◆ Aufgabe 1
Bis in welches Land führte laut dem Lesetext über die Fußballanalysen die Freundschaft, die aus dem Gespräch mit Eddie Schmidt entstand?
◆ Aufgabe 2
Führe den Lesetext über die Fußballanalysen im Anschluss an seinen letzten Satz weiter.

Dieses Erlebnis trieb mich weiter. Mit jedem Spiel schrieb ich eine Analyse, mit fast jeder Analyse stieg die Leserschaft und mit jeder Analyse mein Wissen. Die Artikel wurden länger, detaillierter, und vor allem… mehr.
Es gibt einige Texte, die dabei einen besonderen Stellenwert für mich einnehmen.
Die Teamanalyse des FC Magdeburg, die Vorschau auf das Pokal-Viertelfinale gegen den FC Bayern, die Parodie von Narrativen im Fußball und die Metaanalyse eines Kommentators.
Doch allen voran ist die Analyse des Pokalachtelfinals gegen Ingolstadt zu nennen. Nicht nur das Ergebnis war Grund zu Freude, nach einem starken Paderborner Spiel gab es einige Highlight-Videos auf Twitter zu sehen. Ein solches, das eine Aufbauszene zeigte, wurde von Eddie Schmidt getweetet. Als Reaktion darauf postete ich einen Link zu meiner Seite und geriet ins Gespräch mit ihm. Aus diesem Gespräch über Fußball, Analyse und Coaching wuchs eine Freundschaft, die mich im Oktober bis nach Kanada reisen ließ.
Als ich vor wenigen Wochen einen meiner alten Kommentare zu einem Bild von David Goigitzers Mannschaft sah, musste ich mit Verblüffen feststellen, dass ich diesen Platz kenne – schließlich war ich da.

◆ Datenauszug
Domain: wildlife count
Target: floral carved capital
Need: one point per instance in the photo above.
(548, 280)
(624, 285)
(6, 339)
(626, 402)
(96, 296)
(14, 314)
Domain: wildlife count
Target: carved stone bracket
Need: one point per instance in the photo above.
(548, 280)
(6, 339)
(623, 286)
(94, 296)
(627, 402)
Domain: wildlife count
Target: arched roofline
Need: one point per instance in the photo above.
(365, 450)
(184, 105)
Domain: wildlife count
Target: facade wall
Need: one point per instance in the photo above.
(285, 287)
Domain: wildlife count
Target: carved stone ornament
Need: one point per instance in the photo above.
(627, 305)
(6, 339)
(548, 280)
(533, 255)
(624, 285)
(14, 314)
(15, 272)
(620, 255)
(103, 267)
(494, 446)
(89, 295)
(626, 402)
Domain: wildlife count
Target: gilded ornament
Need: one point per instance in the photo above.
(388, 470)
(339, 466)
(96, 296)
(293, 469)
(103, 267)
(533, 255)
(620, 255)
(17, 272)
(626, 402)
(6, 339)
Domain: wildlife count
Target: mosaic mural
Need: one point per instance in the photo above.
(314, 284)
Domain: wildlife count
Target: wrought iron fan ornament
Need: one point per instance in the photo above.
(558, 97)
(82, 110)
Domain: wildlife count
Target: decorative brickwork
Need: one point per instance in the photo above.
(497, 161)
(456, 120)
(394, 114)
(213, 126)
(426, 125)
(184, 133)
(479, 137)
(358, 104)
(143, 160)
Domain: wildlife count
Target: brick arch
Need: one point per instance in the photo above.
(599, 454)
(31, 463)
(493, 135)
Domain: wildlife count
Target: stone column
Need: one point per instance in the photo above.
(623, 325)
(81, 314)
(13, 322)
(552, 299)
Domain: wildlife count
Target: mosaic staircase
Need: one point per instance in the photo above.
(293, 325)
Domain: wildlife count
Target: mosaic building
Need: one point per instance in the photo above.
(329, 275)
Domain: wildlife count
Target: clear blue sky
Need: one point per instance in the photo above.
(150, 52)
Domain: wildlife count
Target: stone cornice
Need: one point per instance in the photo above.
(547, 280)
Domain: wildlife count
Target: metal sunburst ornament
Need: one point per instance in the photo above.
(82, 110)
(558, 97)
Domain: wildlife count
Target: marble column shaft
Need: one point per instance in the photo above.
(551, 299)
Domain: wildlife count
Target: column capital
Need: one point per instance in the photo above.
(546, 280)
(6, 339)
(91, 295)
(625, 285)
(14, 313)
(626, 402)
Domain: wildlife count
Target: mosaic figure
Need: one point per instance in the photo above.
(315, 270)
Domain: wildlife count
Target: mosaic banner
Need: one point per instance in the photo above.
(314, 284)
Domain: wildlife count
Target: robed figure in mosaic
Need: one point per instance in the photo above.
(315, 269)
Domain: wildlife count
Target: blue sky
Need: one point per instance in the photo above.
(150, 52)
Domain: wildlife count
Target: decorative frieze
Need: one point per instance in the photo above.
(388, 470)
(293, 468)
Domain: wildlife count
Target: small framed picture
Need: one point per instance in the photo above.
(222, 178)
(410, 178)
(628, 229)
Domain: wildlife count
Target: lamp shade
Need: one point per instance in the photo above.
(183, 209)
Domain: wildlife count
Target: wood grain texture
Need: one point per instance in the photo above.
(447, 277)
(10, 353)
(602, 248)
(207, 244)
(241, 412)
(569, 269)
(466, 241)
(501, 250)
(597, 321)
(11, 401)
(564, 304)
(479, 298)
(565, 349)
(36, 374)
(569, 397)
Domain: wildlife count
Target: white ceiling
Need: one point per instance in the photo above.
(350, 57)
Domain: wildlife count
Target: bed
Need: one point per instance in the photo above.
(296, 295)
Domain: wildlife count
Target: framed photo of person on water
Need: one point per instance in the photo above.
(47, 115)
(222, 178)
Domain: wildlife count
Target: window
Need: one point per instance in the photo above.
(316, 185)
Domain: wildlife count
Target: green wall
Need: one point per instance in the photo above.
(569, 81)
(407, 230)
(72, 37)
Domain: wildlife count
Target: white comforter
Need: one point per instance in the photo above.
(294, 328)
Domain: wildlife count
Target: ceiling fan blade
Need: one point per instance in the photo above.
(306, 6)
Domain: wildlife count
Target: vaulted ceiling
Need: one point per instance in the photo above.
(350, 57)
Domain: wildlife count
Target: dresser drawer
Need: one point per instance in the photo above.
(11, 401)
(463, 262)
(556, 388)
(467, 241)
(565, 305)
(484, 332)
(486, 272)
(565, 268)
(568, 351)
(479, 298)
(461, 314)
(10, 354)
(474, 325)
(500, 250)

◆ Ergebnis 1
Bis nach Kanada.

◆ Ergebnis 2
Ich habe zu Beginn dieses Blogs gehofft, nicht aber im Entferntesten erwartet, so viel Wissen zu sammeln und tolle Menschen kennenzulernen. Ich habe an vielen Stellen gestanden und war über Klickzahlen oder meine persönliche Entwicklung enttäuscht – bis ich zurückgesehen habe.
Wann immer ich denke, auf der Stelle zu treten, schaue ich zurück und sehe, wie weit ich gekommen bin. Wann immer ich denke, alles zu wissen, schaue ich ein Jahr zurück – und sehe, wie man sich irren kann.
Nun, ein Jahr, 365 Tage, 42 Artikel und 74115 Zeichen später bin ich dankbar für das, was ich erleben durfte. Dankbar für die Bekanntschaften, die Gespräche, die Podcasts und Reisen.
Und doch soll dies nicht nur ein Rückblick sein, sondern das Versprechen auf eine bessere Zukunft, auf tiefergehende Analysen und neue Kontakte, auf persönliche Entwicklung und weitere Highlights. Ich freue mich darauf!